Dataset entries
.....

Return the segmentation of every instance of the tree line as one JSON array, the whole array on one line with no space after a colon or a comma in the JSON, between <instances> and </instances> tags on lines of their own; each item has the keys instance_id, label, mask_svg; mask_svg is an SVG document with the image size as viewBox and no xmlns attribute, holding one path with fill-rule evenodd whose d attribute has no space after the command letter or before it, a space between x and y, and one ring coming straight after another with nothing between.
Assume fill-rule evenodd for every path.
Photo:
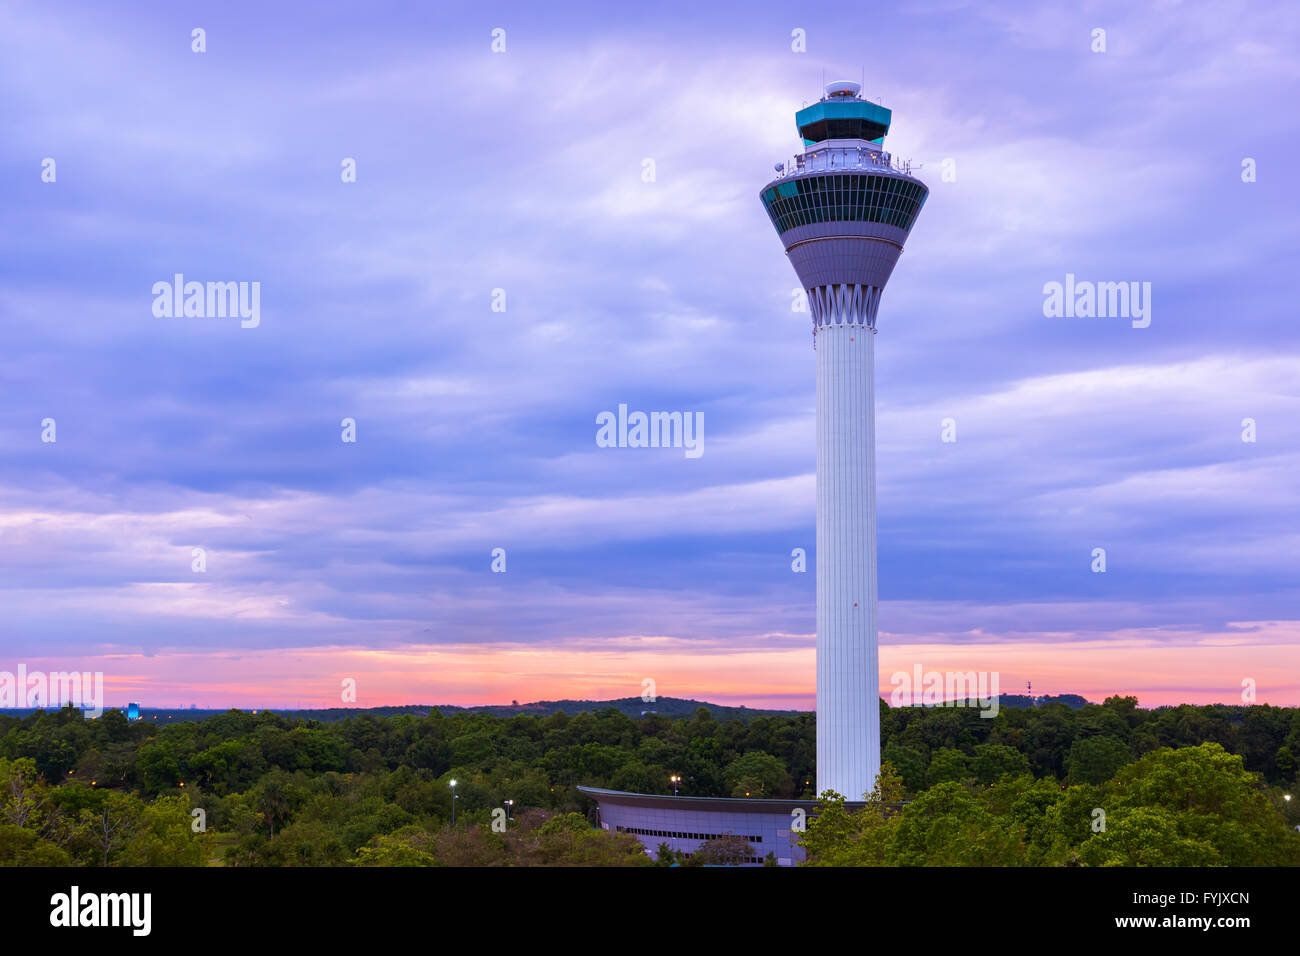
<instances>
[{"instance_id":1,"label":"tree line","mask_svg":"<svg viewBox=\"0 0 1300 956\"><path fill-rule=\"evenodd\" d=\"M1026 808L1076 826L1073 810L1047 796L1086 803L1128 792L1123 788L1137 785L1132 775L1165 773L1167 754L1207 752L1203 744L1219 748L1216 759L1239 768L1234 779L1268 802L1280 827L1270 832L1280 834L1284 849L1288 827L1300 823L1300 807L1282 800L1296 777L1297 708L1143 710L1134 698L1113 697L1079 709L1002 708L985 718L973 708L890 708L882 701L881 731L888 795L912 803L901 814L845 819L868 826L879 816L879 836L910 832L908 814L938 818L937 801L972 820L1011 813L1014 825L1003 835L1026 849L990 862L1107 862L1096 855L1101 842L1078 855L1093 841L1090 829L1053 831L1042 843L1047 837L1024 829ZM636 841L590 827L594 808L577 786L671 793L676 775L683 794L812 798L815 734L812 714L719 721L704 708L684 718L613 709L511 717L362 713L328 724L232 710L167 726L129 721L118 710L96 720L71 708L0 716L0 863L640 865L648 860ZM1087 809L1098 808L1106 809L1104 801ZM1118 811L1138 819L1137 809ZM808 839L818 839L818 828L830 833L835 813L830 798ZM504 825L503 814L510 818ZM1083 822L1091 826L1092 818ZM878 862L946 859L938 850L919 860L901 850L891 856L878 840L842 836L856 849L844 856L817 844L814 860L853 861L865 846Z\"/></svg>"}]
</instances>

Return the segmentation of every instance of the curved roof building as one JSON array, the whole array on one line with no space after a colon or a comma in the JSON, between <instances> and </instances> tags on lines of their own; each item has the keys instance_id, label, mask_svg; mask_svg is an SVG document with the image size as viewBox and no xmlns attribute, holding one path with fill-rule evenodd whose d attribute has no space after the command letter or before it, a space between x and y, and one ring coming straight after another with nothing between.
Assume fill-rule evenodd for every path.
<instances>
[{"instance_id":1,"label":"curved roof building","mask_svg":"<svg viewBox=\"0 0 1300 956\"><path fill-rule=\"evenodd\" d=\"M666 844L675 853L690 855L707 840L730 833L754 848L745 861L748 866L761 866L768 854L778 866L802 862L804 851L797 842L803 822L817 809L815 800L674 797L598 787L578 791L600 805L602 829L632 834L651 854Z\"/></svg>"}]
</instances>

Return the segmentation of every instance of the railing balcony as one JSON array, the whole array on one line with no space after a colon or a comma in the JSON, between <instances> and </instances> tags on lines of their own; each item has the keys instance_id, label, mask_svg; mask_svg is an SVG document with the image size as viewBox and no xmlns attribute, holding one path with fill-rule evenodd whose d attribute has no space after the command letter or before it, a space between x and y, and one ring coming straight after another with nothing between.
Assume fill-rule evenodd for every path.
<instances>
[{"instance_id":1,"label":"railing balcony","mask_svg":"<svg viewBox=\"0 0 1300 956\"><path fill-rule=\"evenodd\" d=\"M892 170L896 173L912 174L911 160L895 161L883 148L874 144L868 146L827 146L819 144L805 153L800 153L789 162L777 163L778 179L796 176L814 170L862 169Z\"/></svg>"}]
</instances>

.....

* _EXERCISE PROMPT_: If an entry holds an image, omit that image and print the remainder exactly as it stands.

* _EXERCISE OUTPUT_:
Return the segmentation of every instance of the tree line as one JSON array, the whole array on one line with no space after a colon or a comma in the JSON, between <instances> and </instances> tags on lines of their own; each item has the keys instance_id, label, mask_svg; mask_svg is an SVG document with the image size as viewBox and no xmlns attribute, holding one path with fill-rule evenodd whose d attribute has no space after the command letter or before it, a space between x and y, and one ring coming straight after another with nothing between.
Assume fill-rule evenodd for every path.
Photo:
<instances>
[{"instance_id":1,"label":"tree line","mask_svg":"<svg viewBox=\"0 0 1300 956\"><path fill-rule=\"evenodd\" d=\"M1026 808L1076 826L1073 810L1047 796L1086 803L1128 792L1123 788L1137 785L1132 775L1165 773L1167 754L1207 752L1203 744L1219 748L1216 759L1239 768L1234 779L1268 802L1280 827L1270 832L1280 834L1284 849L1288 827L1300 823L1300 807L1282 800L1296 777L1297 708L1143 710L1134 698L1113 697L1079 709L1002 708L985 718L973 708L890 708L882 701L881 731L888 795L912 803L901 814L845 819L868 826L879 816L879 836L910 832L908 814L938 818L937 801L972 820L1011 813L1014 825L1003 835L1026 849L990 862L1107 862L1096 855L1101 842L1078 855L1093 841L1090 829L1053 831L1042 843L1047 837L1024 829ZM636 841L590 827L594 808L577 786L671 793L676 775L683 794L812 798L815 734L812 714L719 721L704 708L684 718L613 709L511 717L362 713L328 724L232 710L167 726L129 721L118 710L96 720L71 708L0 716L0 863L640 865L648 860ZM1087 809L1098 808L1106 809L1104 801ZM1118 811L1138 819L1137 809ZM808 839L818 839L818 828L830 833L835 813L830 798ZM504 825L503 814L510 818ZM1083 822L1091 826L1092 818ZM878 862L946 859L938 850L919 860L901 850L891 856L878 840L842 836L856 849L844 856L817 844L814 860L853 861L865 846Z\"/></svg>"}]
</instances>

Return the segmentation of every instance of the curved roof building as one JSON array, the whole array on one line with no space after a colon or a comma in the JSON, between <instances> and </instances> tags on lines of their own; each item has the keys instance_id, label, mask_svg; mask_svg is an SVG document with the image size as viewBox and no xmlns attribute, holding one path with fill-rule evenodd whose d attribute has no space after the command letter or before it, a space between x and y, and one ring coming straight after another with nothing between.
Assume fill-rule evenodd for every path.
<instances>
[{"instance_id":1,"label":"curved roof building","mask_svg":"<svg viewBox=\"0 0 1300 956\"><path fill-rule=\"evenodd\" d=\"M666 844L675 853L690 855L707 840L730 833L754 848L745 861L748 866L761 866L768 854L778 866L802 862L804 851L797 842L803 822L817 809L815 800L674 797L598 787L578 791L600 805L602 829L632 834L651 854Z\"/></svg>"}]
</instances>

Return the segmentation of every instance of the railing balcony as one JSON array, the whole array on one line with no space after a colon or a comma in the JSON, between <instances> and </instances> tags on lines of their own; each item has the keys instance_id, label, mask_svg; mask_svg is an SVG document with the image size as viewBox and no xmlns attribute, holding one path with fill-rule evenodd whose d attribute has no space after the command letter or before it, a space between x and y, and one ring coming straight after another with nothing between.
Assume fill-rule evenodd for every path.
<instances>
[{"instance_id":1,"label":"railing balcony","mask_svg":"<svg viewBox=\"0 0 1300 956\"><path fill-rule=\"evenodd\" d=\"M892 170L896 173L912 174L911 160L895 161L883 148L874 144L868 146L827 146L819 144L805 153L800 153L789 162L777 163L778 179L796 176L814 170L862 169Z\"/></svg>"}]
</instances>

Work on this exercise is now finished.